TEXTO SELECCIONADO –
1er Nacimiento y Vocación, 1914-1933.
Roger Calmel nació el 11 de mayo de 1914 en la granja familiar de Sauveterre-la-Lémance. Sus admirables padres cristianos educaron a sus cuatro hijos en el culto del bien y de la verdad, de lo bello y de lo justo, combinando la sabiduría campesina de la tierra con la sabiduría superior de la cruz, creando un ambiente hogareño de fervor, alegría y prudencia.
En este ambiente se despertó la vocación del joven Roger Calmel. En 1926 entró en el seminario menor de Agen. Allí se dedicó al estudio con ardor y asiduidad, según sus antiguos compañeros. Mientras estudiaba, deseaba una unión más estrecha con el Señor, como lo demuestra el «contrato de amor» que hizo con su «buena Madre», la Virgen Inmaculada, en 1930, a los 15 años, después de vestir la sotana:
“Te consagro mi corazón, mi cuerpo y mi alma; te confío mi vocación, mis intereses en el tiempo y en la eternidad. [...] Dame tu santa y maternal bendición todos los días hasta el último día en que tu Corazón Inmaculado me presentará en el cielo al Corazón de Jesús, para amarte y bendecirte sin fin.”
En 1933, sus superiores lo enviaron al Instituto católico de Toulouse, recién fundado, para continuar sus estudios. En una época en la que el liberalismo y el modernismo se infiltraban en la Iglesia, el joven seminarista se dedicó a una contemplación más profunda y sabrosa de los misterios divinos, guiado por el Doctor Angélico, al que permaneció fiel hasta el fin de sus días.

DESCRIPCIÓN DEL EJERCICIO – Enumera en orden cronológico todos los años distintos que menciona el texto sobre la vocación de Roger Calmel.

EXTRACTOS DE DATOS –
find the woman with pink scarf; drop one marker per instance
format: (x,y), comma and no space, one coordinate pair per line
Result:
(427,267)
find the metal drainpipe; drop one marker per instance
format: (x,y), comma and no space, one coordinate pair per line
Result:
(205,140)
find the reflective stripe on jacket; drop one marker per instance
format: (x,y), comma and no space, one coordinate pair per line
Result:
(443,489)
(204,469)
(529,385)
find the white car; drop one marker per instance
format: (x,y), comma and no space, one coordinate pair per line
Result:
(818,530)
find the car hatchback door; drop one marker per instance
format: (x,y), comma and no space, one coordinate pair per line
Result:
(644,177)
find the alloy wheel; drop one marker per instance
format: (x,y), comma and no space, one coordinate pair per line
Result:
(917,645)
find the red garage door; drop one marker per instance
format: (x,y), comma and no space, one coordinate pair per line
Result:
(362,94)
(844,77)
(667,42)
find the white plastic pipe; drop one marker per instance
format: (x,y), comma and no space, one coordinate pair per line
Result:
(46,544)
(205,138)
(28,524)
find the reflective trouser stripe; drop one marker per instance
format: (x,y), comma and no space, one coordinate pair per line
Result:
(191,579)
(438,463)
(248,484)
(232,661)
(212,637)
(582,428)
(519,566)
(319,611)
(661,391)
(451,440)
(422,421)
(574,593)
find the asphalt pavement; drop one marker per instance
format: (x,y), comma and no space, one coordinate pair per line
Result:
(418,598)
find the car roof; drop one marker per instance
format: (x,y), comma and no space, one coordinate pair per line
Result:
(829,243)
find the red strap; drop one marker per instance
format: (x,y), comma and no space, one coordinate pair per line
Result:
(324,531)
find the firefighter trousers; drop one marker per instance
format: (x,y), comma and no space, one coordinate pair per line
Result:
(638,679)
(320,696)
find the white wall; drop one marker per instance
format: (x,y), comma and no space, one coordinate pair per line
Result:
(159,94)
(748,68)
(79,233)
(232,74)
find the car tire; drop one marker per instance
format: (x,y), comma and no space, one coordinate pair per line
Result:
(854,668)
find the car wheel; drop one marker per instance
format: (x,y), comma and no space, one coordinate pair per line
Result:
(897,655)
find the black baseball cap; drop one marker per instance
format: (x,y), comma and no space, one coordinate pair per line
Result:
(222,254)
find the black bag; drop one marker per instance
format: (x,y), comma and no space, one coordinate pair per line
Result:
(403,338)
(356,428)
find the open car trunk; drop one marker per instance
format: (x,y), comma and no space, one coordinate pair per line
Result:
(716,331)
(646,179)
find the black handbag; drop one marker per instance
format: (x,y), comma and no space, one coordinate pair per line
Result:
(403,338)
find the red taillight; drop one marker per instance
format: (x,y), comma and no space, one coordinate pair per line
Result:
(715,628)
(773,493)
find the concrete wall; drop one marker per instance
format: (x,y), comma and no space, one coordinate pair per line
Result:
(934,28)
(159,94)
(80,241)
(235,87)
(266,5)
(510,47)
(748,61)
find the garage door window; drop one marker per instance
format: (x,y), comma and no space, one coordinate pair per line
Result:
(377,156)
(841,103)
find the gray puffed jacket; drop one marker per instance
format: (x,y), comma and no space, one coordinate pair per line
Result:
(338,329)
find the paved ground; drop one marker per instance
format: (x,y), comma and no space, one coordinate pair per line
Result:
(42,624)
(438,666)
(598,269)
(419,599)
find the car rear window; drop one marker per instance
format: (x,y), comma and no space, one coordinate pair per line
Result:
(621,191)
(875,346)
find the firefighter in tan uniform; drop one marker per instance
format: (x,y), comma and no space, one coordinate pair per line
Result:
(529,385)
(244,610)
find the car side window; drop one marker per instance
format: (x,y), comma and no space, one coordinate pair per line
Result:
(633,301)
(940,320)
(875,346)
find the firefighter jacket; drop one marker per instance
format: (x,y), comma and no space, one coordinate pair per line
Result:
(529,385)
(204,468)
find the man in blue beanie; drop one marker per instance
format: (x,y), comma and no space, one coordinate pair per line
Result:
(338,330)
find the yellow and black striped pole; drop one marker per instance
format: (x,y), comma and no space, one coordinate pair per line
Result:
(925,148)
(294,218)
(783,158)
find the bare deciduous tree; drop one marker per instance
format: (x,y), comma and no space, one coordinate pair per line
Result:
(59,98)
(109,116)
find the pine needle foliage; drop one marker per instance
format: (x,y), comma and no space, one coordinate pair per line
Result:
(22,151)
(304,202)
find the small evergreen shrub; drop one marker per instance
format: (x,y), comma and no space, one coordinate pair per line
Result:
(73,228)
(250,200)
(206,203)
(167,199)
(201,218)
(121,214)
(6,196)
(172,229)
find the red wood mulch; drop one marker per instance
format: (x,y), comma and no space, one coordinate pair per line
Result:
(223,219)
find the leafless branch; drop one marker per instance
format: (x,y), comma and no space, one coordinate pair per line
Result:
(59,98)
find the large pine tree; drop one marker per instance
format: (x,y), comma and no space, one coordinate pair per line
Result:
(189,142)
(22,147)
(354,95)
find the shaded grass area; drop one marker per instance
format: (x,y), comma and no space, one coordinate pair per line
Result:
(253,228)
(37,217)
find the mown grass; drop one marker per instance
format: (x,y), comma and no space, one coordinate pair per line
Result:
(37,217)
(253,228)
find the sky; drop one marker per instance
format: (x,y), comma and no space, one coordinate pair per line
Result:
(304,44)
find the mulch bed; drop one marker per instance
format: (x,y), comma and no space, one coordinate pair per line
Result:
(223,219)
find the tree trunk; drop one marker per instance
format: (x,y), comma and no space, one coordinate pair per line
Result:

RESULTADO DE LA TAREA – 1914, 1926, 1930, 1933